● **VORLIEGENDER AUSZUG**:
Da Scharping die Bundeswehr-Informationstechnik als einheitliches System begriff, sollte "Herkules" die bis dahin betriebenen einzelnen Pilotprojekte Rechenzentren, Liegenschaftsnetze und Weitverkehrsnetze zusammenführen. Davon versprach er sich mehr Investitionsmöglichkeiten durch die damit verbundenen Einsparungen – in der freien Wirtschaft ist dies auch die Vorgehensweise von IT-Service-Anbietern. Jedes Projekt für sich hätte jedoch der Bundeswehr keine Steuerungsmöglichkeiten mehr erlaubt.

● **AUSGELESENE EINTRÄGE**:
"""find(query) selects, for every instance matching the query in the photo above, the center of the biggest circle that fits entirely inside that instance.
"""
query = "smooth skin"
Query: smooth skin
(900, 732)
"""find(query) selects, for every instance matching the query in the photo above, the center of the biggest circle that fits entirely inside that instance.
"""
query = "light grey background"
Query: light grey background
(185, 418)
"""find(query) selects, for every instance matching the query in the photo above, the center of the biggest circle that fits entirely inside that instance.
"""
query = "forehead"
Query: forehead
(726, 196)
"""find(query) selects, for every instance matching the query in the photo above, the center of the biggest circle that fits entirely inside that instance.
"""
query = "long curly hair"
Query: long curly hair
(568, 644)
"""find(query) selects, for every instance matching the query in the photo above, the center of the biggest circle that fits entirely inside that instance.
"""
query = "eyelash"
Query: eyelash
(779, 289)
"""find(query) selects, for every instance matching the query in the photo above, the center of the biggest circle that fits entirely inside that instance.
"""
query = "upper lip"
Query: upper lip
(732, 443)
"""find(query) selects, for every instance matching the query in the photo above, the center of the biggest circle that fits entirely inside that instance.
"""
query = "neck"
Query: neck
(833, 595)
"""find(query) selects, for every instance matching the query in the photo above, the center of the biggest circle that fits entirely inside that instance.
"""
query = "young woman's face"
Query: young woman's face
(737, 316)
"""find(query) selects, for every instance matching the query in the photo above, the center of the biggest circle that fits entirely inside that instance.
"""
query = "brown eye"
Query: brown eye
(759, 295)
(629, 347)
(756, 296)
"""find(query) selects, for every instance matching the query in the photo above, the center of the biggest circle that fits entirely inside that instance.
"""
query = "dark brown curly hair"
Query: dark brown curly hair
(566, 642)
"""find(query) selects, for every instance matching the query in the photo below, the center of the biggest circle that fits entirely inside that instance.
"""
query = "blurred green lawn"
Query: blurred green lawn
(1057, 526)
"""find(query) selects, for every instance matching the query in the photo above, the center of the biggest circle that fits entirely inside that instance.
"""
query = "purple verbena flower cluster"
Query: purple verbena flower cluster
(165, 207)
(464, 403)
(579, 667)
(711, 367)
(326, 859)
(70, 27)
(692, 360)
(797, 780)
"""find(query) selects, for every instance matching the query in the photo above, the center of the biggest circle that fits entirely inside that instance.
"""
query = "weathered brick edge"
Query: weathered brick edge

● **AUFGABEN**:
A - Schreiben Sie den Auszug über das Bundeswehrprojekt „Herkules“ vollständig und wortgetreu ab.
B - Geben Sie an, in wie vielen Zeilen der Auflistung die Zeichenfolge „woman“ vorkommt, und nennen Sie dabei nur die Zahl.
Der Auszug und die Auflistung haben inhaltlich nichts miteinander zu tun.

● **LÖSUNGEN**:
A -
Da Scharping die Bundeswehr-Informationstechnik als einheitliches System begriff, sollte "Herkules" die bis dahin betriebenen einzelnen Pilotprojekte Rechenzentren, Liegenschaftsnetze und Weitverkehrsnetze zusammenführen. Davon versprach er sich mehr Investitionsmöglichkeiten durch die damit verbundenen Einsparungen – in der freien Wirtschaft ist dies auch die Vorgehensweise von IT-Service-Anbietern. Jedes Projekt für sich hätte jedoch der Bundeswehr keine Steuerungsmöglichkeiten mehr erlaubt.

B - 2